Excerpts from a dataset
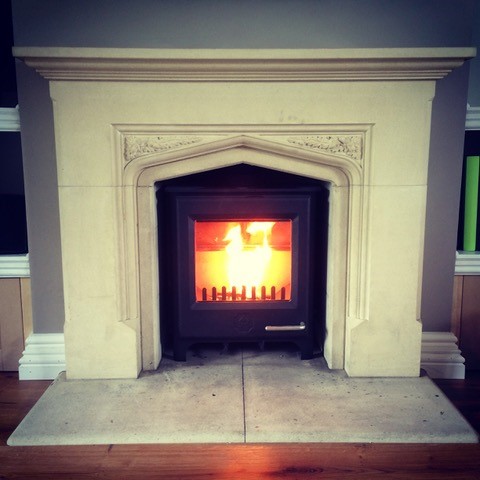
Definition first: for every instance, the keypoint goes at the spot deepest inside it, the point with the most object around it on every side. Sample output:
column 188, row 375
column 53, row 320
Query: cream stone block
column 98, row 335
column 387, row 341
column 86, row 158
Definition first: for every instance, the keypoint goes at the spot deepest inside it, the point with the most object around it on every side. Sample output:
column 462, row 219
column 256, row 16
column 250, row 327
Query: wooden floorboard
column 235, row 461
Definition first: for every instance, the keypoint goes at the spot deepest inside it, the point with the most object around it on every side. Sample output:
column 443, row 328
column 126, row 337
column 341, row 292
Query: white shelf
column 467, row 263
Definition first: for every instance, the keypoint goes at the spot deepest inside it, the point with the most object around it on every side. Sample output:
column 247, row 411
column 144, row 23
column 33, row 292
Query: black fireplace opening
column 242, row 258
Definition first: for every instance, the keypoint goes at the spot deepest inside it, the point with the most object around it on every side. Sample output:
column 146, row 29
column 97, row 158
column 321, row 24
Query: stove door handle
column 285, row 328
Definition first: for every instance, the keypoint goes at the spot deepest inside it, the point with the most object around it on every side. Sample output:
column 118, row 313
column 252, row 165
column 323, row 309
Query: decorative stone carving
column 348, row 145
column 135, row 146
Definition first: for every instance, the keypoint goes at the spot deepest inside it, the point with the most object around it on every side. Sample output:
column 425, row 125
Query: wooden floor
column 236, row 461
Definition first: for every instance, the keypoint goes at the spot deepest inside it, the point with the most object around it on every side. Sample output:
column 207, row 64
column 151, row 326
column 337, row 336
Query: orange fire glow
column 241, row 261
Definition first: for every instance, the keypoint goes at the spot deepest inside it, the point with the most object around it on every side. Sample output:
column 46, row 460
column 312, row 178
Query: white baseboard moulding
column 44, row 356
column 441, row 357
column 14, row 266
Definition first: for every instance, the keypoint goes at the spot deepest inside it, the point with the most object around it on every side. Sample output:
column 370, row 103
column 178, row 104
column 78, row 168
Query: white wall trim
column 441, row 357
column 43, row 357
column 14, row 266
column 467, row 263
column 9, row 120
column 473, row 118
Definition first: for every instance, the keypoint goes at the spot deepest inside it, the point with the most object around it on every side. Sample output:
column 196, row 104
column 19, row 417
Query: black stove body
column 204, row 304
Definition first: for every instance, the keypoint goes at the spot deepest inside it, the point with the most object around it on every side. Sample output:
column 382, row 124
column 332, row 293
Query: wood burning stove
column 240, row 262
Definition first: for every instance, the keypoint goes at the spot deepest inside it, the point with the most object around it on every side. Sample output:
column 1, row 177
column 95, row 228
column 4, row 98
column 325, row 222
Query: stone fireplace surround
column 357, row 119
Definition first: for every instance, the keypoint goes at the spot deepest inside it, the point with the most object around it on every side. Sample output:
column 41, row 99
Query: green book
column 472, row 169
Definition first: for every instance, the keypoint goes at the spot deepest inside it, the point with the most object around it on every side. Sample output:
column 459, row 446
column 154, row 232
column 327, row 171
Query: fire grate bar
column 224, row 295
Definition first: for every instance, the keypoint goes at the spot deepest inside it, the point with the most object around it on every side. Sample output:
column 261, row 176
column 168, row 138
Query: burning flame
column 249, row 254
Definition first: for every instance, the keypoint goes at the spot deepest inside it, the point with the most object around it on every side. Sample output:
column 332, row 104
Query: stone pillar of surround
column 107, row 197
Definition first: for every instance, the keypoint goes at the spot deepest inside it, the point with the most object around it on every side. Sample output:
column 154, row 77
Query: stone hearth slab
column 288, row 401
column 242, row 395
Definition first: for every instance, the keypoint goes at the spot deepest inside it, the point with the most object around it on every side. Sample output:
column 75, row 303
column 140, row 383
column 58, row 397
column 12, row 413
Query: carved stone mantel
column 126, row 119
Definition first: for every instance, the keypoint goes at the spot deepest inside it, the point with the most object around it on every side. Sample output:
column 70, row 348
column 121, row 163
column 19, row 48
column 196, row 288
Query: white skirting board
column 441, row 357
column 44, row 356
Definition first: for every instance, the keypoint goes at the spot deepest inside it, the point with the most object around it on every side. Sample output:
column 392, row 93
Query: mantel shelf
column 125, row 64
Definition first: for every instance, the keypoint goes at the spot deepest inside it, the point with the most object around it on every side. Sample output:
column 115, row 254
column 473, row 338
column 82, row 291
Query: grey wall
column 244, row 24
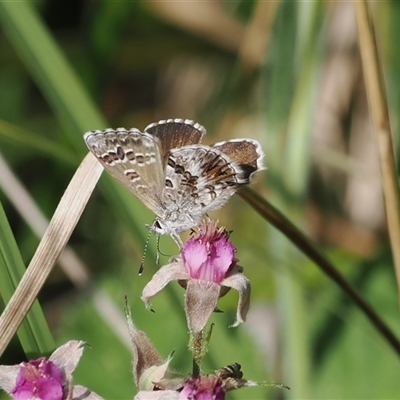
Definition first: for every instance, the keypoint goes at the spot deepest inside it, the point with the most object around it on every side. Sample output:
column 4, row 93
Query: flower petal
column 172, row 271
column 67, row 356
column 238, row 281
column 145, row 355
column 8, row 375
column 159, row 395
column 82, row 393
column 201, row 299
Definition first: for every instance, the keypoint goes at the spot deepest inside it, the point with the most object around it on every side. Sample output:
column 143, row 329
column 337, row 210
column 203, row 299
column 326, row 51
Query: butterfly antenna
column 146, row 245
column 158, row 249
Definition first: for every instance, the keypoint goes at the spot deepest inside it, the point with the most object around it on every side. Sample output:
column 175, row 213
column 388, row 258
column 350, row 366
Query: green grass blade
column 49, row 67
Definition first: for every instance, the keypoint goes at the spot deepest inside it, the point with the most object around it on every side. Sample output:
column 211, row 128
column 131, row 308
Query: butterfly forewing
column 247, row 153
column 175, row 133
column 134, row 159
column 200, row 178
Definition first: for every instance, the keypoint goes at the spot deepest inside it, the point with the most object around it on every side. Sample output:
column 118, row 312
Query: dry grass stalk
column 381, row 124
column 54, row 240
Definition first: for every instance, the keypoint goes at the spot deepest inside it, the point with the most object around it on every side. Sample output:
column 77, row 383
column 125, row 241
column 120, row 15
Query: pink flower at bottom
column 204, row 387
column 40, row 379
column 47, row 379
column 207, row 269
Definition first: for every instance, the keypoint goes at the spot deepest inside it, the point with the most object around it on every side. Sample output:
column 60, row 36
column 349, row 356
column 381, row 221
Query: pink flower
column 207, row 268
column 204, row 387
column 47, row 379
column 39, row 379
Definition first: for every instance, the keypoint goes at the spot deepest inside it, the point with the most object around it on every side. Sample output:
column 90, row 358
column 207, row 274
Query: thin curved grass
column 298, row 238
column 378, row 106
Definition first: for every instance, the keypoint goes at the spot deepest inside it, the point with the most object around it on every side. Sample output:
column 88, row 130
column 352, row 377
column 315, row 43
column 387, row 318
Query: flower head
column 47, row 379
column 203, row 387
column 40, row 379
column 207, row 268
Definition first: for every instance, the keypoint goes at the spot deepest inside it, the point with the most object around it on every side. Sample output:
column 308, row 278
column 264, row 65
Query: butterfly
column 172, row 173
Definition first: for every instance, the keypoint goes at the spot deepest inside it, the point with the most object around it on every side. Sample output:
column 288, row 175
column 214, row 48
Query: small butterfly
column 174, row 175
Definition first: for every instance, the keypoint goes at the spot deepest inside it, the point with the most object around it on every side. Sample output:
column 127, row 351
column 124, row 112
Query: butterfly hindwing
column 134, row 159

What is expected ::
Copy all of the data word for word, and keep the pictures out of it.

Answer section ::
Definition first: for every instance, the keypoint goes at the spot deepest inside it, the point with the most object around it on every side. Sample output:
column 188, row 375
column 53, row 320
Query: cream stone block
column 98, row 335
column 387, row 341
column 86, row 158
Definition first: for every instance, the keypoint goes at the spot deepest inside it, the point with the most object around it on every side. Sample output:
column 462, row 219
column 256, row 16
column 250, row 327
Query: wooden floorboard
column 235, row 461
Definition first: for every instance, the keypoint goes at the spot deepest inside it, the point with the most object around it on every side. Sample output:
column 443, row 328
column 126, row 337
column 341, row 292
Query: white shelf
column 467, row 263
Definition first: for every instance, the keypoint goes at the spot deepest inside it, the point with the most object around it on every side. Sample output:
column 247, row 411
column 144, row 23
column 33, row 292
Query: black fireplace opening
column 242, row 258
Definition first: for every instance, the keypoint goes at the spot deepest inside it, the point with the most object around it on every side. Sample output:
column 146, row 29
column 97, row 158
column 321, row 24
Query: stove door handle
column 285, row 328
Definition first: for every instance, the keypoint goes at the spot deepest inside it, the point with the most object around it on every side. Sample output:
column 118, row 313
column 252, row 165
column 323, row 309
Query: decorative stone carving
column 348, row 145
column 135, row 146
Definition first: for every instance, the keypoint goes at the spot deepest inside it, the point with the most object around it on every side. Sample output:
column 425, row 125
Query: wooden floor
column 236, row 461
Definition first: for every instance, the keypoint goes at the spot deepest inside it, the point with the most object around it on every side. Sample output:
column 207, row 64
column 151, row 326
column 337, row 336
Query: orange fire glow
column 241, row 261
Definition first: for every instance, the keypoint goes at the spot deepest inside it, the point with the most object around it on every side. Sample output:
column 46, row 460
column 312, row 178
Query: white baseboard moulding
column 44, row 356
column 441, row 357
column 14, row 266
Definition first: for every instance, the keypoint goes at the spot deepest inside it, the point with the most object around it on every side. Sample output:
column 370, row 103
column 178, row 104
column 78, row 168
Query: white wall trim
column 441, row 357
column 43, row 357
column 14, row 266
column 467, row 263
column 9, row 120
column 473, row 118
Definition first: for every instance, the keypoint goes at the spot deepest inside it, the point with the most object around it on every side. Sample output:
column 196, row 104
column 19, row 417
Query: black stove body
column 204, row 304
Definition first: for every instance, the keypoint goes at the spot deepest inside it, the point with the most object around it on every side. Sample output:
column 382, row 124
column 332, row 293
Query: wood burning stove
column 240, row 262
Definition first: for every instance, the keypoint goes at the spot deepest inside it, the point with the most object around it on every side. Sample output:
column 1, row 177
column 95, row 228
column 4, row 98
column 325, row 222
Query: stone fireplace surround
column 357, row 119
Definition first: for every instance, the keypoint goes at the spot deepest inside it, the point with the most object around it on every side. Sample output:
column 41, row 99
Query: green book
column 472, row 169
Definition first: for every instance, the keypoint goes at the spot deepest inside it, the point with the most object around it on every side. Sample output:
column 459, row 446
column 154, row 232
column 327, row 171
Query: fire grate bar
column 224, row 295
Definition first: for every instance, the keypoint goes at the spot deepest inside it, the point with the most object around it on every side. Sample output:
column 261, row 176
column 168, row 138
Query: burning flame
column 249, row 254
Definition first: for every instance, the keypoint goes at the spot deepest inside it, the point with the most object around it on every side. Sample output:
column 332, row 104
Query: stone pillar of surround
column 107, row 197
Definition first: for every instance, the keypoint goes at the spot deepest inside it, the point with the most object around it on every side. Sample output:
column 154, row 77
Query: stone hearth slab
column 288, row 401
column 242, row 395
Definition first: for every instance, the keypoint goes at the spot deepest inside it, the point with the most object around it on every side. Sample output:
column 75, row 303
column 140, row 383
column 58, row 397
column 12, row 413
Query: carved stone mantel
column 126, row 119
Definition first: for every instance, the keypoint goes at the spot deepest inside it, the point with the most object around it on every side. Sample output:
column 70, row 348
column 121, row 163
column 19, row 48
column 196, row 288
Query: white skirting board
column 441, row 357
column 44, row 356
Definition first: for every instance, the keypoint goes at the spot deepest inside it, the point with the most object around it on every side. Sample output:
column 392, row 93
Query: mantel shelf
column 125, row 64
Definition first: for every instance, the keypoint goes at the spot deepest inside it, the point with the most object around it on every side. Sample output:
column 115, row 254
column 473, row 338
column 82, row 291
Query: grey wall
column 244, row 24
Definition first: for every instance, the keypoint goes at the spot deepest inside it, the point with the most object around it on every side. Sample output:
column 4, row 93
Query: flower petal
column 172, row 271
column 67, row 356
column 238, row 281
column 145, row 355
column 8, row 375
column 159, row 395
column 82, row 393
column 201, row 299
Definition first: for every instance, the keypoint goes at the spot deepest inside it, the point with the most object around it on every side. Sample output:
column 143, row 329
column 337, row 210
column 203, row 299
column 326, row 51
Query: butterfly antenna
column 146, row 245
column 158, row 249
Definition first: for every instance, the keypoint goes at the spot deepest inside it, the point with the most object around it on every side. Sample output:
column 175, row 213
column 388, row 258
column 350, row 366
Query: green grass blade
column 49, row 67
Definition first: for every instance, the keypoint goes at the spot deepest inside it, the point with the most object around it on every side. Sample output:
column 211, row 128
column 131, row 308
Query: butterfly forewing
column 247, row 153
column 175, row 133
column 134, row 159
column 200, row 178
Definition first: for every instance, the keypoint goes at the spot deepest inside it, the point with the most object around it on every side. Sample output:
column 118, row 312
Query: dry grass stalk
column 381, row 124
column 54, row 240
Definition first: for every instance, the keypoint goes at the spot deepest inside it, the point with the most object around it on every side. Sample output:
column 77, row 383
column 125, row 241
column 120, row 15
Query: pink flower at bottom
column 204, row 387
column 40, row 379
column 47, row 379
column 207, row 269
Definition first: for every instance, the keypoint goes at the spot deepest inside it, the point with the most object around it on every side. Sample output:
column 60, row 36
column 349, row 356
column 381, row 221
Query: pink flower
column 207, row 268
column 204, row 387
column 47, row 379
column 39, row 379
Definition first: for every instance, the keypoint goes at the spot deepest inside it, the point with the most object around it on every side. Sample output:
column 90, row 358
column 207, row 274
Query: thin curved grass
column 298, row 238
column 378, row 106
Definition first: for every instance, the keypoint goes at the spot deepest inside it, the point with the most object around it on every side. Sample output:
column 88, row 130
column 352, row 377
column 315, row 43
column 387, row 318
Query: flower head
column 47, row 379
column 203, row 387
column 40, row 379
column 207, row 268
Definition first: for every instance, the keypoint goes at the spot deepest inside it, the point with the most object around it on every side. Sample output:
column 308, row 278
column 264, row 65
Query: butterfly
column 172, row 173
Definition first: for every instance, the keypoint goes at the spot deepest inside it, the point with the most object around it on every side. Sample output:
column 288, row 175
column 214, row 48
Query: small butterfly
column 174, row 175
Definition first: for every instance, the keypoint goes at the spot deepest inside it, the point with the most object around it on every side. Sample output:
column 127, row 351
column 124, row 112
Query: butterfly hindwing
column 134, row 159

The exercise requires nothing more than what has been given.